Dataset records:
((
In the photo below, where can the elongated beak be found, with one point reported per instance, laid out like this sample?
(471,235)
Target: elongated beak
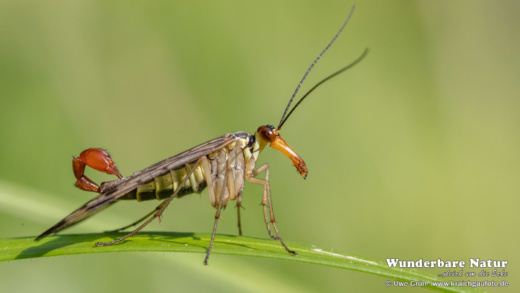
(279,144)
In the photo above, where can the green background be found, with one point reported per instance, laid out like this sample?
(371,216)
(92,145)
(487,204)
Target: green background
(414,153)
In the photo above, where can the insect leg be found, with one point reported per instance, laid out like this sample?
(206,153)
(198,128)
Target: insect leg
(218,193)
(158,210)
(266,200)
(239,206)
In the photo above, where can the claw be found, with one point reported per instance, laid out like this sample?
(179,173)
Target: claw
(97,159)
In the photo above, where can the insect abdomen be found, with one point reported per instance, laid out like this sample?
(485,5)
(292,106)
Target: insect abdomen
(163,186)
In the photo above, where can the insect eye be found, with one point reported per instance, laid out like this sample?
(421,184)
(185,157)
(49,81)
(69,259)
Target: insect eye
(251,142)
(267,132)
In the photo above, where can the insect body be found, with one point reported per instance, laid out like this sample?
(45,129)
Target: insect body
(221,165)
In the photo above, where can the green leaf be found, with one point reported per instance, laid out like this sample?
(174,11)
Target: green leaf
(21,248)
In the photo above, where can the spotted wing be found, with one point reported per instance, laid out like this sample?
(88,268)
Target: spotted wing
(118,188)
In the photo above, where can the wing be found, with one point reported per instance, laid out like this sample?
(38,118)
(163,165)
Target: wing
(112,191)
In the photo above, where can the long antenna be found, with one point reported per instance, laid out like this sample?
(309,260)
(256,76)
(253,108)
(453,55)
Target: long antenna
(313,63)
(321,82)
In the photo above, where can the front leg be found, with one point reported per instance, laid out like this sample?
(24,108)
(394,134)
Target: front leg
(97,159)
(266,201)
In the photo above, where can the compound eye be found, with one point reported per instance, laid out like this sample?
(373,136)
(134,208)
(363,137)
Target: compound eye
(251,141)
(267,132)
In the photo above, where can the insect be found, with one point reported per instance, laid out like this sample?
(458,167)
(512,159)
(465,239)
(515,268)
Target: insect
(221,165)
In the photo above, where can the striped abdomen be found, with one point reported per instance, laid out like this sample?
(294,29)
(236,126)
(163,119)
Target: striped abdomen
(226,174)
(163,186)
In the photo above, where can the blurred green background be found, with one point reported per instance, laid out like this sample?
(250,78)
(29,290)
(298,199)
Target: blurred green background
(414,153)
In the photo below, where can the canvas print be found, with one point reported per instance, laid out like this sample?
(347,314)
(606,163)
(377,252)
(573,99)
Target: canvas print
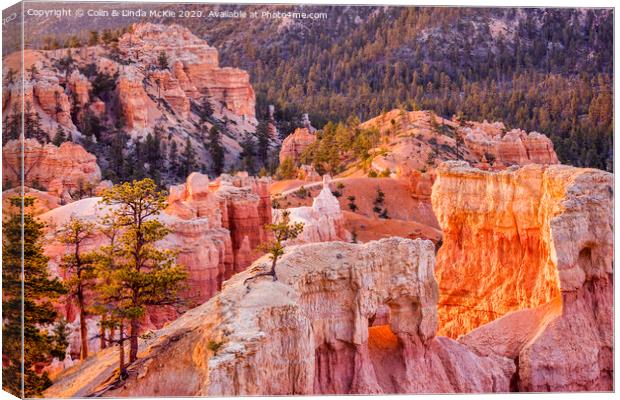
(232,200)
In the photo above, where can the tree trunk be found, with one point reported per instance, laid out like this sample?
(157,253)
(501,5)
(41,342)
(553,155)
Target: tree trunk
))
Task statement – Which lines above contain "trunk"? Show each of them.

Written solution –
In the photo above, where can the tree trunk be found, with one point reported per instance, laid out like this sample?
Target: tree trunk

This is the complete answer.